Source passage
— start —

The first section of 13 poems is called "Snow". The poems have partly-interchangable imagery and are all in couplets (flicking through, I realised he's wedded to couplets throughout the book). Here we have many of the standard themes that are related to snow in poetry. I liked the first poem, "In Media Res", though I thought the content was spread rather thinly - does "On the fruit trees/ You cannot distinguish// The blossom/ From the snow" really need 5 lines? On p.20 "Every tree is a fruit tree". On p.4 the snow is like a "Piano with no black keys" and on p.5 "The snow turns the page./ The familiar disappears". On p.18 "Things disappear - The price of renewal". There are "white words" on p.17, "White on White" on p.21. Does the overlapping, intensify the experience? Or do diminishing returns take over? Do the white-space frames help focus the reader's attention on detail, or make the text over-precious?

— end —

The input
— start —

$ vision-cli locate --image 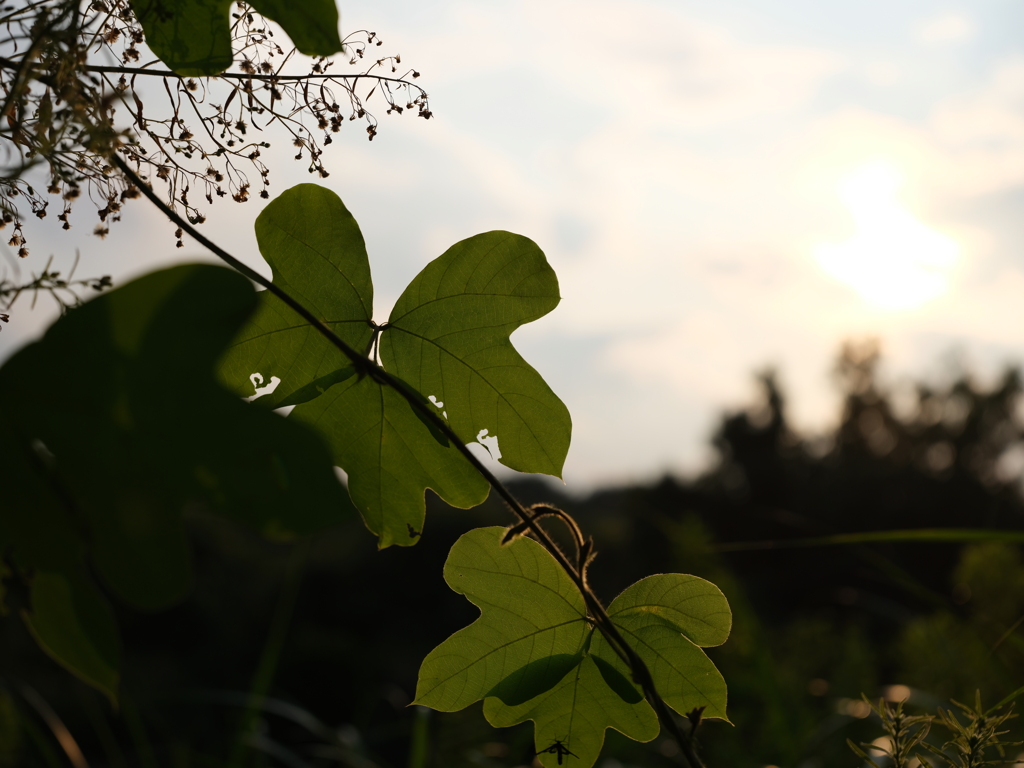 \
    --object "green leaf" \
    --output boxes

— end —
— start —

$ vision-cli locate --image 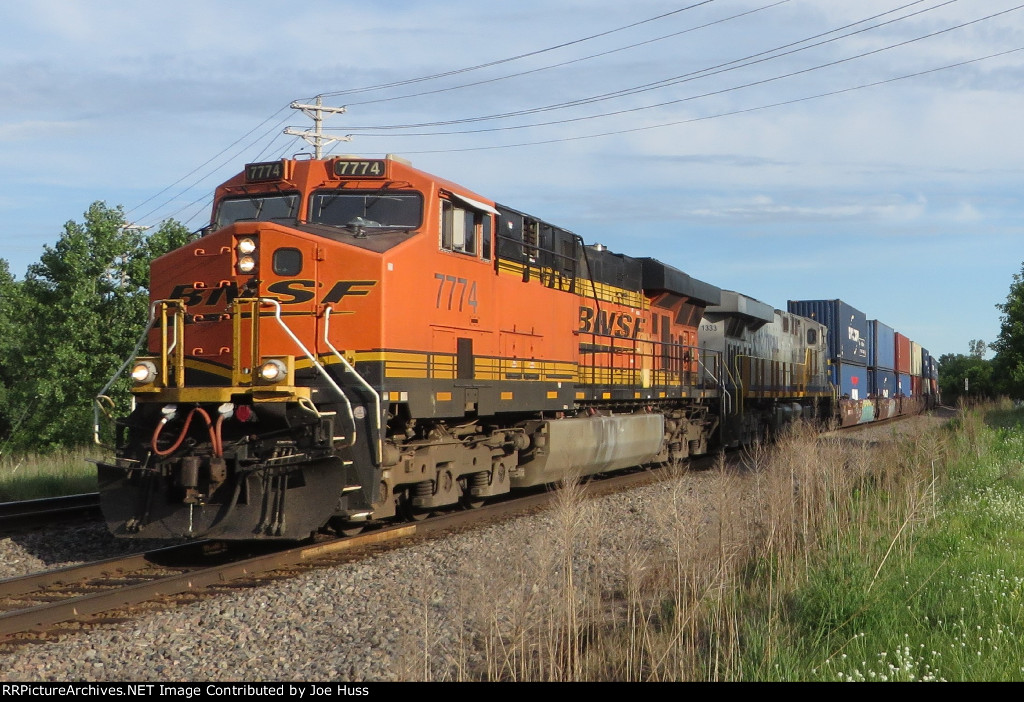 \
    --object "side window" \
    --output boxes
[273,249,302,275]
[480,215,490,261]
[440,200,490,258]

— end —

Task list
A - Summarize the poetry review in two sentences.
B - Count the lines of the records that contain the string "object", and give only that number.
The poetry review and the records have no connection to each other.

Answers to the exercise
A - The opening section of the book, called "Snow," holds 13 poems in couplets with partly interchangeable imagery and many of the standard themes of snow in poetry. The reviewer liked the first poem, "In Media Res," but found its content spread thinly, and asks whether the overlapping images and white-space frames intensify the experience or instead bring diminishing returns and make the text over-precious.

B - 2